Given passage:

World Wide West is one small answer to our illness (née apocalypse, crisis), a beauty made of the material we think is eclipsing us: its theme of ruin, its Western reinvention impulse, as if the fog muddling the wild oats each morning might wash clean our rusting foundation.
“I have great nostalgia for the future,” Sorkin goes on, and I feel this in World Wide West’s cross-section, as well as in its Domain Hoarding Self-Help Group, where one self-professed addict said, “I feel like I owe [my unused domain names] something, like the least I can do is make something of them.”
As participants departed World Wide West on Sunday, organizers shouted to their cars “take care! Do take care!” their tone landing somewhere between admonition and tenderness. We were, after all, near steep drop-offs and dangerous riptides, and any of us might be prone to texting while driving.
4
World Wide West did not restore my faith in technology’s inimitable progress, nor assuage my critiques of digital culture. Of course, tech start-ups, too, go “off the grid” for the weekend, bring in mindfulness experts and outdoors people to lead employees in bonding exercises and skills for collecting the scattered mind. World Wide West evokes this, in the way participants said they felt “refreshed” afterwards and “ready to make things again.”
There are dangers here: of never escaping capitalism’s compulsion toward productivity, innovation, and pivoting, of following a screen off a cliff to one’s death. But what World Wide West presents best is canvassing the material of digital ruin — the ruined capacity to focus, the ruined earth, a ruined ethics of care — to make things from that ruin itself. We don’t get to throw up our hands in defeat, or pine sentimentally for a Bolinas of the past, especially when so many of us don’t have the privilege to escape for more than a few days at a time — and others of us don’t have that capacity at all.

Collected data
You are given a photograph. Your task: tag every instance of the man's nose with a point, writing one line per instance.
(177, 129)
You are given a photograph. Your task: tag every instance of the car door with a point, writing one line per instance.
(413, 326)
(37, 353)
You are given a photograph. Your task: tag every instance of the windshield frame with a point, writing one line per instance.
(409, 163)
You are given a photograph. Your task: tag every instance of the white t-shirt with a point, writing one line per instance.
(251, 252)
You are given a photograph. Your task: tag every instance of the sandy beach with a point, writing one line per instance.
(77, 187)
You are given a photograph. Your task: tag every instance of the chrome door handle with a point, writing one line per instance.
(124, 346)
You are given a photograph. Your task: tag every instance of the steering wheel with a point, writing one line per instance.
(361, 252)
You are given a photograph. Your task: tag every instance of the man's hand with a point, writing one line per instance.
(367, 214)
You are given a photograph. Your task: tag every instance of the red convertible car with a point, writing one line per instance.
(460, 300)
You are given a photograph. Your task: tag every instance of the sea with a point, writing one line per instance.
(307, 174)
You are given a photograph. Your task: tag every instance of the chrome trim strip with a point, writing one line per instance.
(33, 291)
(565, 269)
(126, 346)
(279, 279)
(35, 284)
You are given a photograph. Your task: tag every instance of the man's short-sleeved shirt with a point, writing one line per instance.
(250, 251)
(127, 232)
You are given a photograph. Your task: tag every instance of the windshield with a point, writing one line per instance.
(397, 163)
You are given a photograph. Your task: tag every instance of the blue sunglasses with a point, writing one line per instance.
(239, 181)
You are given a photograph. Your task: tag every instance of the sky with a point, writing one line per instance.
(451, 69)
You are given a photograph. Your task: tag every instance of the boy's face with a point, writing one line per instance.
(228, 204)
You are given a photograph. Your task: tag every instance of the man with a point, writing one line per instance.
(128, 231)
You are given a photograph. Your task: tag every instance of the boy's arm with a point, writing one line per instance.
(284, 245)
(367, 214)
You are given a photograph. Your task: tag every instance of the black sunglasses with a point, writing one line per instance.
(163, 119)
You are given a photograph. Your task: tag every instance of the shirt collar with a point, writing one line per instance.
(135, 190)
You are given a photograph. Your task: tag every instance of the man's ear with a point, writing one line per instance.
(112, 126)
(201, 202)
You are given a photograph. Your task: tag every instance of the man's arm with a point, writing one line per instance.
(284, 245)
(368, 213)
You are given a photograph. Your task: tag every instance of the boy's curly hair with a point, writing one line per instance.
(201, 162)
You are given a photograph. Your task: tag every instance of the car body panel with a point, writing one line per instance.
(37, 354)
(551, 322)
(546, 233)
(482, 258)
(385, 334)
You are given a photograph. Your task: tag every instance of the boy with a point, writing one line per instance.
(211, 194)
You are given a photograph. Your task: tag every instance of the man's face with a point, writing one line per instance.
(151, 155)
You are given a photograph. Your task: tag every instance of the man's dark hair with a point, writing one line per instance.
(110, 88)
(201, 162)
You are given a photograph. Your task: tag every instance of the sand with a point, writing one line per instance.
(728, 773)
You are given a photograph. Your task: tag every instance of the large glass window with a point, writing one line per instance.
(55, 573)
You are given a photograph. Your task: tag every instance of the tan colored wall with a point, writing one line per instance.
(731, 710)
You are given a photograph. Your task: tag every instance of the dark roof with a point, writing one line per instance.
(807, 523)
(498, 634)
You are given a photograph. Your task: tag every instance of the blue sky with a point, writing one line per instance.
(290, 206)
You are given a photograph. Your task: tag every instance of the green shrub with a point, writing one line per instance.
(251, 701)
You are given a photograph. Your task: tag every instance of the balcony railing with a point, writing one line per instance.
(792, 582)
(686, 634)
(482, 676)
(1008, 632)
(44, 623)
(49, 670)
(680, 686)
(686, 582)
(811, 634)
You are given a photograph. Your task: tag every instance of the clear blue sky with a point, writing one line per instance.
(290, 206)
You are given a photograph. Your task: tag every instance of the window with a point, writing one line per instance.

Aim of the exercise: Continue the passage about World Wide West, starting right after its final sentence. The entries above are not needed for what comes next.

Response for this exercise:
We don’t want to descend into ruin porn, mused Berdugo at the weekend’s final circle. We need to stay implicated and conscious of where we stand in relation to particular ruins. And I sense that this stance is an underlying project of World Wide West: to be conscious of its — and our — relations.
In her book A Twenty Minute Silence Followed by Applause, Shawn Wen recounts how Marcel Marceau reflected on remaining friends with one of his ex-wives: “In this sense my life is not a failure.” I imagine the mime must have used his multiple complex break-ups as material for scenes. I imagine his stark painted face moving from exaggerated frown to smile as, in the air, he salvaged his relationship with his ex-wife. And I think of the participants at World Wide West who constructed a painting from smashed parts of obsolete computers.
“The world of transformation / is real and not real but trusting,” writes Kyger. I read this as a reminder that in an unstable field one can remain constant with the available material. We might also choose to interpret nostalgia in this way — a necessarily fraught but trusting friendship with the wrecked, the transformed.